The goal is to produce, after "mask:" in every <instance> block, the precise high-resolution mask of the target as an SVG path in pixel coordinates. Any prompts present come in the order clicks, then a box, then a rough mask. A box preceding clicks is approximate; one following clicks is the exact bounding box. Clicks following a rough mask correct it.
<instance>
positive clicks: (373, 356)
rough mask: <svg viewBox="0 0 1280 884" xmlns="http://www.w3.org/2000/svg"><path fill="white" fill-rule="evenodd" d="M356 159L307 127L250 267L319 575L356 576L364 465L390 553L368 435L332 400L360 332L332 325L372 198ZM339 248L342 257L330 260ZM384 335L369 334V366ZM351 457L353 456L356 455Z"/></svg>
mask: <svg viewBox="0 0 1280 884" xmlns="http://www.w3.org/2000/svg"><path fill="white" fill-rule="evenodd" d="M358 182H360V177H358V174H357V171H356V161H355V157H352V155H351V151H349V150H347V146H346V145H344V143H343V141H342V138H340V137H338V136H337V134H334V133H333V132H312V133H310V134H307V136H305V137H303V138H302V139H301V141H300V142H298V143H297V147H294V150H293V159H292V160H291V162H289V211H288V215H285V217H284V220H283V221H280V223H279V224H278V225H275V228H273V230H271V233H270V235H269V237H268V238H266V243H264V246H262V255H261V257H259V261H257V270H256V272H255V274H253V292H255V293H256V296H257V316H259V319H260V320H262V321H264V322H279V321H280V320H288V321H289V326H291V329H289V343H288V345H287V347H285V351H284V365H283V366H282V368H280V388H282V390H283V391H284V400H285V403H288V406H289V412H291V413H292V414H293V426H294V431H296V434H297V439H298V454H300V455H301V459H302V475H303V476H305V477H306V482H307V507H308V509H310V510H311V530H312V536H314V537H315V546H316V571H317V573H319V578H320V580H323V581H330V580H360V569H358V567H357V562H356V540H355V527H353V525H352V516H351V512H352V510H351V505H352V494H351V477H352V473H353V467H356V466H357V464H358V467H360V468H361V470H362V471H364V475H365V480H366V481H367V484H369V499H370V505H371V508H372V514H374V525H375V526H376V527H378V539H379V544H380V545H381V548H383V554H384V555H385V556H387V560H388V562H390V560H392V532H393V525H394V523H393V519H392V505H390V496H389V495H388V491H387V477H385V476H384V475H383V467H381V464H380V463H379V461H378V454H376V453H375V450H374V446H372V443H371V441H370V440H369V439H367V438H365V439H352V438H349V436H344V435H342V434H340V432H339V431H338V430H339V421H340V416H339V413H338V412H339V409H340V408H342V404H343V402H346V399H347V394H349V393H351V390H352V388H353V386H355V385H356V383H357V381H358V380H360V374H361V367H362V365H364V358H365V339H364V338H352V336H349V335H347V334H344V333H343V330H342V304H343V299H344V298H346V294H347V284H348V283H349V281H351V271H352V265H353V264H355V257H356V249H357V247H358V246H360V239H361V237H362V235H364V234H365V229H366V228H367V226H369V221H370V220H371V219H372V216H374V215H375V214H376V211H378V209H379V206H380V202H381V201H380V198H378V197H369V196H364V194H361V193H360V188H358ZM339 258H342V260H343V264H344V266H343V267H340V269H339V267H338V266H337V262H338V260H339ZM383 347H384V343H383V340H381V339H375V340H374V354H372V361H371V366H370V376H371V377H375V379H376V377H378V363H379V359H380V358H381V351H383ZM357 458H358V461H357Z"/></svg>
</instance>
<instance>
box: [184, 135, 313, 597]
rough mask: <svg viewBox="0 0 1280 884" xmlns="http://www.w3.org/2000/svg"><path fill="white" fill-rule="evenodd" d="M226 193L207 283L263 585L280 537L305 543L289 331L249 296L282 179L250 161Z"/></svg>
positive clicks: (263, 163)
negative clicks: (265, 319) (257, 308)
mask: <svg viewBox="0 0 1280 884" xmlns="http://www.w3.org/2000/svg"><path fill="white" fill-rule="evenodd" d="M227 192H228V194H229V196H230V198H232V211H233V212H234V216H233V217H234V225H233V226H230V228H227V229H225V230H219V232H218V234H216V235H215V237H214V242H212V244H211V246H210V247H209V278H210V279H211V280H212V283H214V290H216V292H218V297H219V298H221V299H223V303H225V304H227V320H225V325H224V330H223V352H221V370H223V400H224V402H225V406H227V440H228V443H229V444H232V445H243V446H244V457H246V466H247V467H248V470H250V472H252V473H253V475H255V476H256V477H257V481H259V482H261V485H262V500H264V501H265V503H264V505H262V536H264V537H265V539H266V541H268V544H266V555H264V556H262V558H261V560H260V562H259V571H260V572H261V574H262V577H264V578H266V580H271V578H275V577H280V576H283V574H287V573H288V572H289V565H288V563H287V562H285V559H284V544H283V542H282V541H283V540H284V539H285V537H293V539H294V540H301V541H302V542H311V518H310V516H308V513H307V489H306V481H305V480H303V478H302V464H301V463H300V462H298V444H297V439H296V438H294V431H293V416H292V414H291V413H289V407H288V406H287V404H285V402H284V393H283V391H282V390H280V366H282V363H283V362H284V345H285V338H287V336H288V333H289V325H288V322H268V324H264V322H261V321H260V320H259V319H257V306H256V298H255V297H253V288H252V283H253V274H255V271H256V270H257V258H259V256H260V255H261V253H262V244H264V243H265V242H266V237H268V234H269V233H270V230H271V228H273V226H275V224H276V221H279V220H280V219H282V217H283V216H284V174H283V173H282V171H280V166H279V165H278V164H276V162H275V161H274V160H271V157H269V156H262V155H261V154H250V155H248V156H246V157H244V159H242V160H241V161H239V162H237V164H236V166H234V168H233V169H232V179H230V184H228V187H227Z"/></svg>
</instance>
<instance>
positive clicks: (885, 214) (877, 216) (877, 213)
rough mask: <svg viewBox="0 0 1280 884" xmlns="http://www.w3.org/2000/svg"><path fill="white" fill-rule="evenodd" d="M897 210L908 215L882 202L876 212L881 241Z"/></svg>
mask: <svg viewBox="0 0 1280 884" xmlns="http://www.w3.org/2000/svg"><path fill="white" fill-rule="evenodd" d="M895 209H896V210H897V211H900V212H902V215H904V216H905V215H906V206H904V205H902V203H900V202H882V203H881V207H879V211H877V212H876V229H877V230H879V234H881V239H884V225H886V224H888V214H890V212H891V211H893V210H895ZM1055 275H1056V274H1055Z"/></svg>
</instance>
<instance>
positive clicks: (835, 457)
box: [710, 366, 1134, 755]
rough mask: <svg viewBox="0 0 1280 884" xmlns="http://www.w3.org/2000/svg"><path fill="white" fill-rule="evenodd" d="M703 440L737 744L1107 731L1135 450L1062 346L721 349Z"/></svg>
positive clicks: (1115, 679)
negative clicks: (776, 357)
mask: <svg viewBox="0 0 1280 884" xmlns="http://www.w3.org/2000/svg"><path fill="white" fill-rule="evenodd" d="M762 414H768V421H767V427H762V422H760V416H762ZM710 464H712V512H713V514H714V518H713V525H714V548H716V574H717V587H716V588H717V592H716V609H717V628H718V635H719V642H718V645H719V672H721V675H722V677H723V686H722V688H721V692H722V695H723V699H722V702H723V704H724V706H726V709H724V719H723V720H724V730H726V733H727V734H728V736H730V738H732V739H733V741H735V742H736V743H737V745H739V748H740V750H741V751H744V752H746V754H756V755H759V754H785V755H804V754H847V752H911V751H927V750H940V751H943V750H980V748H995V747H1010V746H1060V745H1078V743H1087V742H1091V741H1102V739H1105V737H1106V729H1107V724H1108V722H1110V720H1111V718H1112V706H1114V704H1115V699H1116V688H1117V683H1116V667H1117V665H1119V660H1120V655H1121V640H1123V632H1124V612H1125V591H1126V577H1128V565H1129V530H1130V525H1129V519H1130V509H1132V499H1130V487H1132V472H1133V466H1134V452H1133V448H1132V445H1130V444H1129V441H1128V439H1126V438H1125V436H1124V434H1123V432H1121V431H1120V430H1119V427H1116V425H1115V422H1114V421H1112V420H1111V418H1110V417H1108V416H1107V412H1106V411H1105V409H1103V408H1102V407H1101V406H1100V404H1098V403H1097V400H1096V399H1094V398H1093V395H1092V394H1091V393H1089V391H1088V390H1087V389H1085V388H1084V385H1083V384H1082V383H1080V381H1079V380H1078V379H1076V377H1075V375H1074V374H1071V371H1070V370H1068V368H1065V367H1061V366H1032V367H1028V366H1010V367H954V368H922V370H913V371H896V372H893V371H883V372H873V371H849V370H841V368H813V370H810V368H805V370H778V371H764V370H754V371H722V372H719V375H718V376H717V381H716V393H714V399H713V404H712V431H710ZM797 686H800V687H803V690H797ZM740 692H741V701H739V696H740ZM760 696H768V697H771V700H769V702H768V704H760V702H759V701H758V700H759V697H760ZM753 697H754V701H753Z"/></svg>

> [Exercise aim]:
Whenever the word "positive" shows up in a line above, copy that line.

> [Written response]:
positive clicks: (373, 356)
positive clicks: (263, 163)
positive clicks: (885, 214) (877, 216) (877, 213)
positive clicks: (835, 457)
positive clicks: (1115, 679)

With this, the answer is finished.